=== Data for processing ===

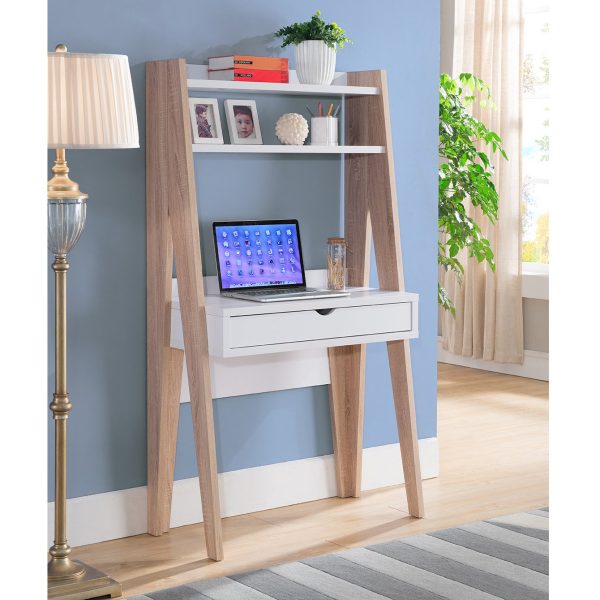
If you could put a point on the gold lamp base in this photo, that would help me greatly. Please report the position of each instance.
(91, 584)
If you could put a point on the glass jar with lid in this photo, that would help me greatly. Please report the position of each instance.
(336, 263)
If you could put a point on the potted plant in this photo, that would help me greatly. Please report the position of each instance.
(465, 177)
(316, 45)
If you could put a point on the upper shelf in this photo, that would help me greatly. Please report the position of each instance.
(282, 149)
(198, 82)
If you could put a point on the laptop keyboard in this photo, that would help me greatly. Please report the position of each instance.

===

## [Exercise goal]
The lines from the one holding "If you could put a point on the potted" to the end of the entries are to be repeated exactly, with both ends included and nothing else.

## [Answer to the exercise]
If you could put a point on the potted plant in this photo, that would help me greatly. Please report the position of each instance.
(465, 177)
(316, 45)
If you could put a point on the upper shelf in this photo, that would help me greatly. Please report the position of each instance.
(282, 149)
(198, 82)
If you could put a point on the laptop keyboard in this photo, that would help me greatly. Please report the position of each instance.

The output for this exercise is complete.